• Short task 1: Echo the passage on memory debugging in Open MPI word for word, starting at "This paper introduces" and ending at "on the PMPI-interface.".

Источник: http://www.open-mpi.org/papers/parco-2007/parco-2007.pdf

Memory Debugging of MPI-Parallel Applications in Open MPI

Rainer Keller, Shiqing Fan, and Michael Resch
High-Performance Computing Center, University of Stuttgart,
E-mail: {keller, fan, resch}@hlrs.de

In this paper we describe the implementation of memory checking functionality based on instrumentation using valgrind. The combination of valgrind based checking functions within the MPI-implementation offers superior debugging functionality, for errors that otherwise are not possible to detect with comparable MPI-debugging tools. The functionality is integrated into Open MPI as the so-called memchecker-framework. This allows other memory debuggers that offer a similar API to be integrated. The tight control of the user’s memory passed to Open MPI, allows not only to find application errors, but also helps track bugs within Open MPI itself.

We describe the actual checks, classes of errors being found, how memory buffers internally are being handled, show errors actually found in user’s code and the performance implications of this instrumentation.

1 Introduction

Parallel programming with the distributed memory paradigm using the Message Passing Interface MPI1 is often considered as an error-prone process. Great effort has been put into parallelizing libraries and applications using MPI. However when it comes to maintaining the software, optimizing for new hardware or even porting the code to other platforms and other MPI implementations, the developers face additional difficulties2. They may experience errors due to implementation-defined behavior, hard-to-track timing-critical bugs or deadlocks due to communication characteristics of the MPI-implementation or even hardware dependent behavior. One class of bugs, that are hard-to-track are memory errors, specifically in non-blocking communication.

This paper introduces a debugging feature based on instrumentation functionality offered by valgrind3, that is being employed within the Open MPI-library. The user’s parameters, as well as other non-conforming MPI-usage and hard-to-track errors, such as accessing buffers of active non-blocking operations are being checked and reported. This kind of functionality would otherwise not be possible within traditional MPI-debuggers based on the PMPI-interface.

• Short task 2: State how many lines of the records contain the string "navy", counting only matches with the same case, and give the number alone.

• Records provided:

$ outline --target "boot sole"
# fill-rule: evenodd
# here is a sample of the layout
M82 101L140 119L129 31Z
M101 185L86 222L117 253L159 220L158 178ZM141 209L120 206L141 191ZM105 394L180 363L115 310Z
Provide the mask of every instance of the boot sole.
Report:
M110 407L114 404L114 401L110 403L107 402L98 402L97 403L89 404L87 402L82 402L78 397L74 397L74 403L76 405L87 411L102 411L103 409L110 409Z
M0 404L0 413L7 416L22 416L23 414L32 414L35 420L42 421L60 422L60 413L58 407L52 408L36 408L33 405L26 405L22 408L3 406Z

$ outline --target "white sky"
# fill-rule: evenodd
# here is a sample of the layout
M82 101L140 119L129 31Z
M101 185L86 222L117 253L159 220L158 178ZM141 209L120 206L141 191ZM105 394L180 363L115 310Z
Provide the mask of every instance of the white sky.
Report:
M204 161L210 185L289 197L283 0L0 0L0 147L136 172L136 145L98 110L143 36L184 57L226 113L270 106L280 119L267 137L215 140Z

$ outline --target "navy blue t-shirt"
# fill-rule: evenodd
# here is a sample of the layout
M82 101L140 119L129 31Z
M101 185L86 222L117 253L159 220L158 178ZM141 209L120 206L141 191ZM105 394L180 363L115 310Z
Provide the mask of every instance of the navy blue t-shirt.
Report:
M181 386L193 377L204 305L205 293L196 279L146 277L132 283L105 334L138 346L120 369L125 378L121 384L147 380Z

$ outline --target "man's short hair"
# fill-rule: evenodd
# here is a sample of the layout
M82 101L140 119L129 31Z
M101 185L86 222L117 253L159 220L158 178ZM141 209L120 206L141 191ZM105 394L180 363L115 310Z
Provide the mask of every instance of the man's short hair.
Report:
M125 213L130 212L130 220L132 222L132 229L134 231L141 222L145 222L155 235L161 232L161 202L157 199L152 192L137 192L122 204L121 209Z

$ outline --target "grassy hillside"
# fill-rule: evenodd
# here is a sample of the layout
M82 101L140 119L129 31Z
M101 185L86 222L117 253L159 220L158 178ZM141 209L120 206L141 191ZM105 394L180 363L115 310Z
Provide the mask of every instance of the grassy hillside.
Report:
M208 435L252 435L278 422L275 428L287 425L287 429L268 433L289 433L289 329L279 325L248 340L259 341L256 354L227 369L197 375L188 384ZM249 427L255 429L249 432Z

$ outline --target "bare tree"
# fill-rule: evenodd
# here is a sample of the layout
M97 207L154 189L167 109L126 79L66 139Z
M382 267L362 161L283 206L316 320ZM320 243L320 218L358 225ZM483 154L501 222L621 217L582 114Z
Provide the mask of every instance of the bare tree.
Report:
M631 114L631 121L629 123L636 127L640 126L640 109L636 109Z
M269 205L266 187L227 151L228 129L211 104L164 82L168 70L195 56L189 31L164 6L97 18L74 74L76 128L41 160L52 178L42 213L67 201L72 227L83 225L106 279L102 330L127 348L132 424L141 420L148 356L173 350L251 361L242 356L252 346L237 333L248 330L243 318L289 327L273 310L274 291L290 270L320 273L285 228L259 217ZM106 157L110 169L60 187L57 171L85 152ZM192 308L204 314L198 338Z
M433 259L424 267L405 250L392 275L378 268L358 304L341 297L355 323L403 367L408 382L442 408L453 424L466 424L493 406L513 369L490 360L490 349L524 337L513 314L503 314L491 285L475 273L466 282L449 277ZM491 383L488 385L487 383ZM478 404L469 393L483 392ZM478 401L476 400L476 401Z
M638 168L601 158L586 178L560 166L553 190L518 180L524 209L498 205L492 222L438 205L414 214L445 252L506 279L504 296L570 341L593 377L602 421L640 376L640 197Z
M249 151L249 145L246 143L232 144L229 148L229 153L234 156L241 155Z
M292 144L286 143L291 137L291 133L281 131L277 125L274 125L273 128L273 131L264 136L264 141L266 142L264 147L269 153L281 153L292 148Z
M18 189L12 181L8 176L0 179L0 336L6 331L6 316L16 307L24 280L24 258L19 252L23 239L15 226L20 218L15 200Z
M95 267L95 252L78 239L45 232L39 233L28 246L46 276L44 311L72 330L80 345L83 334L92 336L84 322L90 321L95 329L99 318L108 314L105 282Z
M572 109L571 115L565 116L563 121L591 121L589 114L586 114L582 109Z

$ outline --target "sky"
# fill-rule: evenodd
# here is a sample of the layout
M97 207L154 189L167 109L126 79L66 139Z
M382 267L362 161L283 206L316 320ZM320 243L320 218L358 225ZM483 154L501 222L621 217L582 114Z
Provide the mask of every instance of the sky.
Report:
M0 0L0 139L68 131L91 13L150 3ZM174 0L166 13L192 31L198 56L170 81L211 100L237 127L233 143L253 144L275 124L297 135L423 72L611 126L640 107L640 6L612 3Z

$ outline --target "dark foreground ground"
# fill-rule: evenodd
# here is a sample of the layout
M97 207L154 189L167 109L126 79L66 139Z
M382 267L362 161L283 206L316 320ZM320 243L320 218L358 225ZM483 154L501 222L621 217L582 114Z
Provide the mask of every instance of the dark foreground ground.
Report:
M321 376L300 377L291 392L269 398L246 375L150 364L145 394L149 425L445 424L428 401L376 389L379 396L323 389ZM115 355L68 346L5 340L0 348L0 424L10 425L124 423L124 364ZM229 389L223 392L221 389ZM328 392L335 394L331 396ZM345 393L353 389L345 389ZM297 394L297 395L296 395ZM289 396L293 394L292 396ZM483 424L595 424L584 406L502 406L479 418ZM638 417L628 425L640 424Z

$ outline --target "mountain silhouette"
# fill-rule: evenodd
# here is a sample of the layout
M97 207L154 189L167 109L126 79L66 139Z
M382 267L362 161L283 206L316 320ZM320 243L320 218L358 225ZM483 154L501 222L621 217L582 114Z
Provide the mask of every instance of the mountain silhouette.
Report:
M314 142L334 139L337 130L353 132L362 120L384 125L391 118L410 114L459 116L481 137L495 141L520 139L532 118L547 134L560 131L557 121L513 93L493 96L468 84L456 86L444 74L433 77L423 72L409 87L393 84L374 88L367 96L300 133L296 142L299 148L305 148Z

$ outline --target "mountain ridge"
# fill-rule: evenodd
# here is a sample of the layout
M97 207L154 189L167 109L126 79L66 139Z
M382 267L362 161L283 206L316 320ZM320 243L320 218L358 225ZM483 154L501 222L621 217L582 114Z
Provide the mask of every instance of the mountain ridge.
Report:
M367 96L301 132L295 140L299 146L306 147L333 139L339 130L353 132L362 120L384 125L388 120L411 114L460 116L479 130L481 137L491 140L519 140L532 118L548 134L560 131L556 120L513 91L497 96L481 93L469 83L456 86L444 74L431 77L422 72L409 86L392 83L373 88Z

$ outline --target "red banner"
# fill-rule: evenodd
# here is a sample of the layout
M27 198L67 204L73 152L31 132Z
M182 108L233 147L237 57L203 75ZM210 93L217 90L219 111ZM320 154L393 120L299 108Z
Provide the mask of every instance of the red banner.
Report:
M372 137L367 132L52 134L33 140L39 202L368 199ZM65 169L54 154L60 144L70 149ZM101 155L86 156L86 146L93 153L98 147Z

• Final result 1:
This paper introduces a debugging feature based on instrumentation functionality offered by valgrind3, that is being employed within the Open MPI-library. The user’s parameters, as well as other non-conforming MPI-usage and hard-to-track errors, such as accessing buffers of active non-blocking operations are being checked and reported. This kind of functionality would otherwise not be possible within traditional MPI-debuggers based on the PMPI-interface.

• Final result 2: 2